EXERCISE: Copy each record exactly as it reads, leaving out any pictures it holds.

Dataset rows on where objects appear
**********

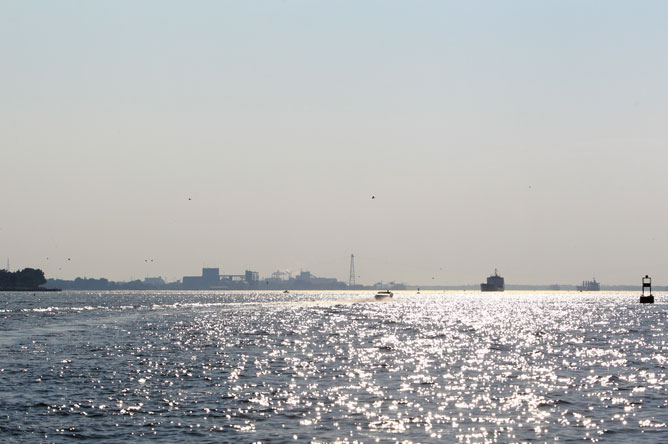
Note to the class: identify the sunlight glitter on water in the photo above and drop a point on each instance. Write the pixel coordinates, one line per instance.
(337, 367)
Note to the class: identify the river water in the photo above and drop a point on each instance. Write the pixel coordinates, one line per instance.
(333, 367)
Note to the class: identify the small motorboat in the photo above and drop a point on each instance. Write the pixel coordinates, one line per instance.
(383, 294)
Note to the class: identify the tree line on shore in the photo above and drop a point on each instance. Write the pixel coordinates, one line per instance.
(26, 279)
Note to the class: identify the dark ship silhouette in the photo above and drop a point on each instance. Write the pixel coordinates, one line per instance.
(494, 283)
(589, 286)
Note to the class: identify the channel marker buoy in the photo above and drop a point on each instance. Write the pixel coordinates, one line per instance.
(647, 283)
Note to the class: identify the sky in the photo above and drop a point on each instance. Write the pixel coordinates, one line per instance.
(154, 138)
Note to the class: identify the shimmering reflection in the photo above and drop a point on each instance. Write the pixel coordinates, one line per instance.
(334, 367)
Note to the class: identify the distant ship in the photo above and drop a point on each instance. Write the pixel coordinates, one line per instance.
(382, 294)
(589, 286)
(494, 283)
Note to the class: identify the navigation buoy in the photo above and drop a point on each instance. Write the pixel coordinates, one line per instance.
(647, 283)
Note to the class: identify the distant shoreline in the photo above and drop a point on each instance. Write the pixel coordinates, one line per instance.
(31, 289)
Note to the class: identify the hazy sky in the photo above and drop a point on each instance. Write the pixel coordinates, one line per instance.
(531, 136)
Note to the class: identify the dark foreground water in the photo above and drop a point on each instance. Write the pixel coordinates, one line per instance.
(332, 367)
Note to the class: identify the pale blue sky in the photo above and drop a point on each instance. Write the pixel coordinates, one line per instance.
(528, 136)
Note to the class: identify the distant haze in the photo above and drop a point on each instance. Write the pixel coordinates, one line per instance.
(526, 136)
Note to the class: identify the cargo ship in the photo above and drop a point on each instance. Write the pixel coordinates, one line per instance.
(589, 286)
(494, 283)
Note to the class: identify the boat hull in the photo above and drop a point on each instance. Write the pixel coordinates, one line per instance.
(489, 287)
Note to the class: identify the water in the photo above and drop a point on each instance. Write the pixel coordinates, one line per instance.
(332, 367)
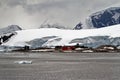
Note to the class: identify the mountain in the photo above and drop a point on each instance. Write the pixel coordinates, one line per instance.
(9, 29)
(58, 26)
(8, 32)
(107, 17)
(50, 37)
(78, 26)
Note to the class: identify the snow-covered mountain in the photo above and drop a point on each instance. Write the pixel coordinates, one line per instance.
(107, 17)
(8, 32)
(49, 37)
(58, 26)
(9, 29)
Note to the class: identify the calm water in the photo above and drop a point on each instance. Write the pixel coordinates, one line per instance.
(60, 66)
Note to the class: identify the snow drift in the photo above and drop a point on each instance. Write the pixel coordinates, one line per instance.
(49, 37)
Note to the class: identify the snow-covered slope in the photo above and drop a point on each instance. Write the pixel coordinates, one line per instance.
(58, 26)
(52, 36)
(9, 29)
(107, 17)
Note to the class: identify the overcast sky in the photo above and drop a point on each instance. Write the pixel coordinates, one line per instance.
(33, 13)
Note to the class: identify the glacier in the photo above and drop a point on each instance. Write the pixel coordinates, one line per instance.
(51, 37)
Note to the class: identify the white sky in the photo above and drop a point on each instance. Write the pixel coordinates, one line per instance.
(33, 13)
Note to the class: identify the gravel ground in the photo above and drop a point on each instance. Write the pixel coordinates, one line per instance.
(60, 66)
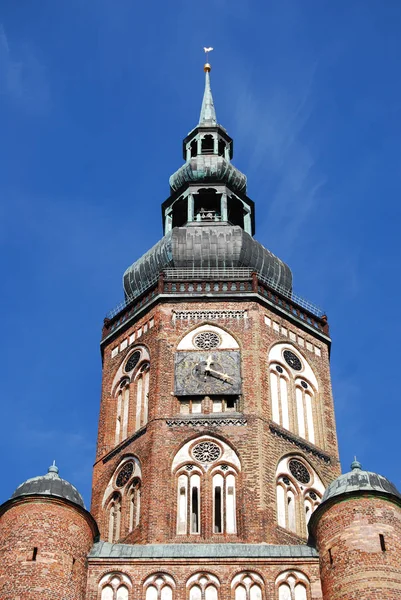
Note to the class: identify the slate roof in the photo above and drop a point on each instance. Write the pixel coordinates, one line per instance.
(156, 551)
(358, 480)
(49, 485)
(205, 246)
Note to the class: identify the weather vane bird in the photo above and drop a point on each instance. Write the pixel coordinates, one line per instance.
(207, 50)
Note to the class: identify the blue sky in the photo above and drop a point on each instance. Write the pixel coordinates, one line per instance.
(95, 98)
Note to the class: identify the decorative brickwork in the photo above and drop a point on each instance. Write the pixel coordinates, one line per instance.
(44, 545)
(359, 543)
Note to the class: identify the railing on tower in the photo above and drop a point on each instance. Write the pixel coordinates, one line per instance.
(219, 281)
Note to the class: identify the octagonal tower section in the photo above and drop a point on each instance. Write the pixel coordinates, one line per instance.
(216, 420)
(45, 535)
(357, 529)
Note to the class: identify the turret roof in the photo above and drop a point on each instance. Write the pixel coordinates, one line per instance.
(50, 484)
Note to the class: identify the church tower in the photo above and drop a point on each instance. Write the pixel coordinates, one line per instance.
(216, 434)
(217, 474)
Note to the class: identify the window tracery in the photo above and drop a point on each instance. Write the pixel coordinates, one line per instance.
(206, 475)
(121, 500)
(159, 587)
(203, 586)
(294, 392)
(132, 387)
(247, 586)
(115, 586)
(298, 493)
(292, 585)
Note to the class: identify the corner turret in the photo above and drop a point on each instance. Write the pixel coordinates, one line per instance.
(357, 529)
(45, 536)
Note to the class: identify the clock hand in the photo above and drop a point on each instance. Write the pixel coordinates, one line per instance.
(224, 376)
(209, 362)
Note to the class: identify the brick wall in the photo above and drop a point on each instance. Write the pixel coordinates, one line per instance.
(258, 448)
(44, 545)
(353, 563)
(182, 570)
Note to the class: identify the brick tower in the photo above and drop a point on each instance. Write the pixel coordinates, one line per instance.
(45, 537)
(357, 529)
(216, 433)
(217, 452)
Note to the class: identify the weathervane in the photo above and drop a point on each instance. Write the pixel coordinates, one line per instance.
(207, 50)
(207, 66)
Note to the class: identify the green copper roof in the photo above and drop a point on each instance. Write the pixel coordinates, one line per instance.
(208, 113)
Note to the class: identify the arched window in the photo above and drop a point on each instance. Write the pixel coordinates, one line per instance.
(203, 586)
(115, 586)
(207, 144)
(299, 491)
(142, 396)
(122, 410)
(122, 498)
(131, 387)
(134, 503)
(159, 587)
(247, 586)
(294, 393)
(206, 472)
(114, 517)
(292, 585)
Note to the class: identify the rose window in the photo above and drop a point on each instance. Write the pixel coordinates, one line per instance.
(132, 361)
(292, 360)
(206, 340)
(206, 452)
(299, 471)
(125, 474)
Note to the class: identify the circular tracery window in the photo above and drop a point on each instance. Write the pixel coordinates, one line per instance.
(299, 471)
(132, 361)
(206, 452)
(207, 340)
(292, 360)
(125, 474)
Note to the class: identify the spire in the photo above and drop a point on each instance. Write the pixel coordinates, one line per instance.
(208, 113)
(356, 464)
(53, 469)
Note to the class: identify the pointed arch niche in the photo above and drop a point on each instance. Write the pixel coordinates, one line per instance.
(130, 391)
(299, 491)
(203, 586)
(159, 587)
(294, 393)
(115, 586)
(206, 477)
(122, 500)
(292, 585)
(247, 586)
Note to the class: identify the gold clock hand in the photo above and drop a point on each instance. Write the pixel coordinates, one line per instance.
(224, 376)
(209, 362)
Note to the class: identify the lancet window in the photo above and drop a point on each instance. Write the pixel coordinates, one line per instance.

**********

COMPLETE OUTPUT:
Note to the class: identify the sunlight glitter on water in the photo above and drop a point on each instance. Write the pixel coordinates, one line per instance.
(337, 367)
Note to the class: identify the river water in the photo above and drop a point on each instance. Write the pixel coordinates, one line per instance.
(333, 367)
Note to the class: identify the small motorboat in the photo above and drop a point on each instance. Write the pixel coordinates, one line per instance.
(383, 294)
Note to the class: identify the tree line on shore in the photo above and drop a point on each instance. Write the pixel coordinates, one line per instance.
(26, 279)
Note to the class: identify the dark ship silhouette in the photo above and drop a point on each instance. Write the pixel coordinates, one line per instance.
(494, 283)
(589, 286)
Note to the class: identify the channel marker buoy in the photo above and drop a point on each instance. Write the pixel coordinates, one line per instance.
(647, 283)
Note to the class: identify the sky in the photo above and drop a point on each instance. Write the pixel coordinates, one line per instance.
(154, 138)
Note to the class: identify the shimmering reflection in the photo above and drop a point on each instance. Write the pixel coordinates, one line per instance.
(334, 367)
Note to the class: identify the distant ship in the photo above and drop a point on each instance. Write the pixel coordinates, one line per instance.
(382, 294)
(589, 286)
(494, 283)
Note to the class: identify the navigation buoy in the photo above and drop a point on each instance. Write the pixel coordinates, one line per instance.
(647, 283)
Note to the class: identify the distant shoreline in the photo above and drop a point on each instance. Write the pixel coordinates, one line per instance.
(31, 289)
Note to the class: identify the hazy sky in the photo above and drop a point on each instance. Write the pixel coordinates, one line per instance.
(531, 136)
Note to the class: identify the dark foreground water in the photo above and drop a point on each instance. Write the pixel coordinates, one line per instance.
(332, 367)
Note to the class: identify the pale blue sky in the photo above and drop a point on each instance. Write the pixel coordinates, one line per instance.
(528, 136)
Note to the class: identify the distant haze in the photo above and drop a point on each instance. Write the pixel coordinates, one line per instance.
(526, 136)
Note to the class: identify the cargo ship in the photo above and drop a point on each instance. Write the pixel coordinates, one line per instance.
(589, 286)
(494, 283)
Note to the class: identify the boat hull in the photo above and drop a point on each instance. Write the pixel coordinates, one line per instance.
(489, 287)
Note to the class: identify the water in the photo above and drop a point on each instance. Write the pixel coordinates, one line per instance.
(332, 367)
Note to the class: identify the mountain in the photo above and drop a point on each instance. Write the pixel coordinates, one line per instance.
(9, 29)
(58, 26)
(8, 32)
(107, 17)
(50, 37)
(78, 26)
Note to the class: identify the snow-covered mountain in the photo above and drop a point on each instance. Write the pixel coordinates, one line per instance.
(107, 17)
(8, 32)
(49, 37)
(58, 26)
(9, 29)
Note to the class: identify the calm water in the photo above and drop a point on each instance. Write the pixel coordinates, one line per instance.
(60, 66)
Note to the class: identify the snow drift in the photo above and drop a point on each instance. Write the pixel coordinates, one line per instance.
(49, 37)
Note to the class: identify the snow-covered slope in the photo above and drop a point on each instance. Write the pixel coordinates, one line per instance.
(58, 26)
(52, 36)
(9, 29)
(107, 17)
Note to the class: identify the overcast sky in the photo above and drop a point on each instance. Write the pixel coordinates, one line per instance.
(33, 13)
Note to the class: identify the glacier in the photo above and drop a point on each instance. Write the pixel coordinates, one line per instance.
(51, 37)
Note to the class: identify the white sky in the photo above and drop a point on each instance. Write the pixel coordinates, one line per instance.
(33, 13)
Note to the class: identify the gravel ground in the photo above and drop a point on each instance. Write the pixel coordinates, one line per instance.
(60, 66)
Note to the class: identify the slate roof in the photo above and drop a point on each instance. Write the pixel coordinates, one line per instance.
(156, 551)
(358, 480)
(49, 485)
(205, 246)
Note to the class: identify the weather vane bird in the photo above and drop a point on each instance. Write the pixel coordinates, one line per instance.
(207, 50)
Note to the class: identify the blue sky in the photo above and drop a point on each instance. Write the pixel coordinates, one line per instance.
(95, 98)
Note to the class: identify the decorative brickwork in the photo above and drop a point on each instance. Write the pixel coordinates, one line per instance.
(44, 545)
(359, 543)
Note to the class: identify the railing on tower in the photo above and drop a point on each instance. Write the pixel coordinates, one line per instance.
(219, 281)
Note to the class: identify the octagonal tower section in the photo above and drop a point on each instance. Write the pixel coordinates, one line per instance.
(216, 420)
(45, 535)
(357, 529)
Note to the class: identify the turret roof in the photo above and drop a point on each instance. Write the pixel coordinates, one line per instance.
(50, 484)
Note to the class: identify the church tower in the photo above and drop a point on each instance. Write the pixel coordinates, one line per instance.
(216, 434)
(217, 474)
Note to the class: identify the window tracery in the photo above and drop a point on each instance. Write the pixel coordinates, one line per instance.
(206, 475)
(121, 500)
(159, 587)
(203, 586)
(294, 392)
(132, 387)
(247, 586)
(115, 586)
(298, 493)
(292, 585)
Note to the class: identify the corner turret in the photo above and drop a point on each instance. Write the pixel coordinates, one line per instance.
(357, 529)
(45, 536)
Note to the class: identify the clock hand in the photo above and drop a point on each instance. Write the pixel coordinates, one line per instance.
(224, 376)
(209, 362)
Note to the class: identify the brick wall in the photo above and drop a point on each instance. Write the pixel coordinates, one line per instance.
(258, 448)
(44, 545)
(353, 563)
(182, 570)
Note to the class: identify the brick tower in the photo above and drop a point on each instance. Write the pixel coordinates, one line per instance.
(45, 537)
(357, 529)
(216, 433)
(217, 452)
Note to the class: identify the weathervane in the photo above and drop a point on each instance. Write the pixel coordinates, one line per instance.
(207, 50)
(207, 66)
Note to the class: identify the green copper roof in the photo above and drop a point on each instance. Write the pixel coordinates, one line per instance.
(208, 113)
Note to the class: identify the arched window in the photo above and drop a point on each instance. Write the pixel coordinates, one line per instance.
(203, 586)
(115, 586)
(207, 144)
(299, 491)
(142, 396)
(122, 410)
(122, 498)
(131, 387)
(134, 503)
(159, 587)
(247, 586)
(294, 393)
(206, 472)
(114, 517)
(292, 585)
Note to the class: identify the rose window in the photo above and drop a point on each instance. Write the pixel coordinates, one line per instance.
(132, 361)
(292, 360)
(206, 340)
(206, 452)
(299, 471)
(125, 474)
Note to the class: identify the circular tracery window in the photo above and drop a point on each instance. Write the pixel coordinates, one line per instance.
(299, 471)
(132, 361)
(206, 452)
(207, 340)
(292, 360)
(125, 474)
Note to the class: identify the spire in the photo above and drop a point on each instance. Write the pixel coordinates, one line per instance.
(208, 113)
(356, 464)
(53, 469)
Note to the class: identify the pointed arch niche in the photo above and drop a point on each instance. Write the pixel coordinates, one line per instance.
(130, 391)
(299, 491)
(203, 586)
(159, 587)
(294, 393)
(115, 586)
(206, 477)
(122, 500)
(292, 585)
(247, 586)
Note to the class: identify the gold clock hand in the photo above and drop a point on each instance. Write the pixel coordinates, one line per instance.
(224, 376)
(209, 362)
Note to the class: identify the lancet window in the photo above and drop a point on each instance. Write the pixel coordinates, one line per instance.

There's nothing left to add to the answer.